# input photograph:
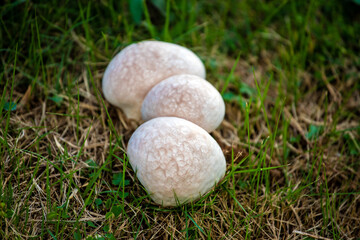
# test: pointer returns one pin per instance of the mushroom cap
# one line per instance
(185, 96)
(140, 66)
(175, 160)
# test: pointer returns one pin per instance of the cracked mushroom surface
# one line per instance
(175, 160)
(137, 68)
(185, 96)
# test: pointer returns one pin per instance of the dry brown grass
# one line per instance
(49, 145)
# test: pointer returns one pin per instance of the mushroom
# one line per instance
(185, 96)
(175, 160)
(140, 66)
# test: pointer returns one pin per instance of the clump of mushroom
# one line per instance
(185, 96)
(172, 153)
(175, 160)
(140, 66)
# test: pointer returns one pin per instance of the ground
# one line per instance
(288, 71)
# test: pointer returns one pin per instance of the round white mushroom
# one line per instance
(185, 96)
(140, 66)
(175, 160)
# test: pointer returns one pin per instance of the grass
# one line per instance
(288, 71)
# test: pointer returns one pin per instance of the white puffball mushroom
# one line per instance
(185, 96)
(140, 66)
(175, 160)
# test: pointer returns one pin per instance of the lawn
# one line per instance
(288, 71)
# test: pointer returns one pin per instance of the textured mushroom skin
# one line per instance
(174, 157)
(140, 66)
(185, 96)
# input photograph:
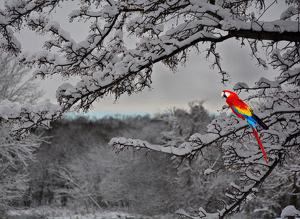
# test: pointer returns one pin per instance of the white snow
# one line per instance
(289, 210)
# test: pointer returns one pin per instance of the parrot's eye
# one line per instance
(225, 94)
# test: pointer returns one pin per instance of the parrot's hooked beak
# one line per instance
(223, 95)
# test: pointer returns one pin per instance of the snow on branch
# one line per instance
(26, 116)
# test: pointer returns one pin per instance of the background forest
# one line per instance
(74, 168)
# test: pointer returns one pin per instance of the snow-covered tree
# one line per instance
(166, 31)
(16, 85)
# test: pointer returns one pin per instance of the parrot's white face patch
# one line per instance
(225, 94)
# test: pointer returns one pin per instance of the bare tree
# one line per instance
(16, 83)
(167, 31)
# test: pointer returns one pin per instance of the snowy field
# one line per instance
(62, 213)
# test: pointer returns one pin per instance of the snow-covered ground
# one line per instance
(63, 213)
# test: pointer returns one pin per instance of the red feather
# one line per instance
(259, 142)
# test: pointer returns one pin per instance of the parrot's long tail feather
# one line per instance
(259, 122)
(259, 142)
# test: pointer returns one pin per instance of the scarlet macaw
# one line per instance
(243, 111)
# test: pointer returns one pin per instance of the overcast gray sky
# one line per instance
(194, 81)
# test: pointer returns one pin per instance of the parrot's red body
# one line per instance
(243, 111)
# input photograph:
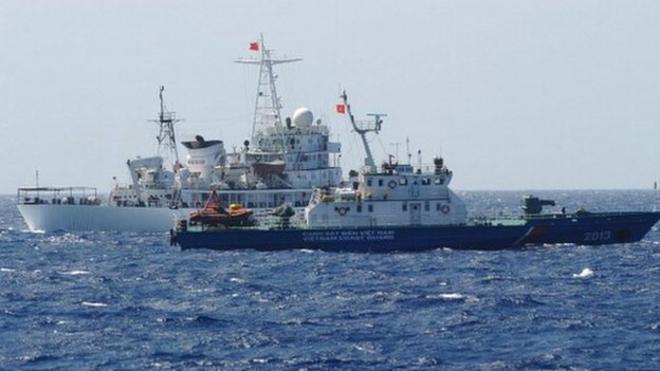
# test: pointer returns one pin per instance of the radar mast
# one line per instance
(166, 137)
(267, 104)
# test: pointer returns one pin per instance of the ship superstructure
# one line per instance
(402, 208)
(282, 163)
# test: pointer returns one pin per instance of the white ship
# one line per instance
(283, 163)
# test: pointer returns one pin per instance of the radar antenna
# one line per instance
(362, 128)
(166, 138)
(267, 104)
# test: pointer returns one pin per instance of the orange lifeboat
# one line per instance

########################################

■ INSTRUCTIONS TO FOLLOW: Using the listing above, return word for word each line from the one that has "# test: pointer returns one pin per instance of the bare" through the one that has "parrot's red body", and no line outside that range.

■ REPLY TO THE TASK:
# test: pointer returns one pin per instance of the bare tree
# one line per instance
(16, 83)
(167, 31)
# test: pointer returns one pin per instance of the snowy field
# one line per instance
(62, 213)
# test: pointer returns one pin per instance of the snow-covered ground
# one line per instance
(63, 213)
# test: pointer returns one pin per instance of the red feather
# one line per instance
(259, 142)
# test: pointer returns one pin per instance of the parrot's long tail feather
# one line per instance
(259, 122)
(259, 142)
# test: pointer returns one pin per instance of the scarlet macaw
# one line per instance
(243, 111)
# test: pointer returns one pin per instance of the overcast gray sky
# one line per instance
(194, 81)
# test: pointer returns one pin per instance of the parrot's red body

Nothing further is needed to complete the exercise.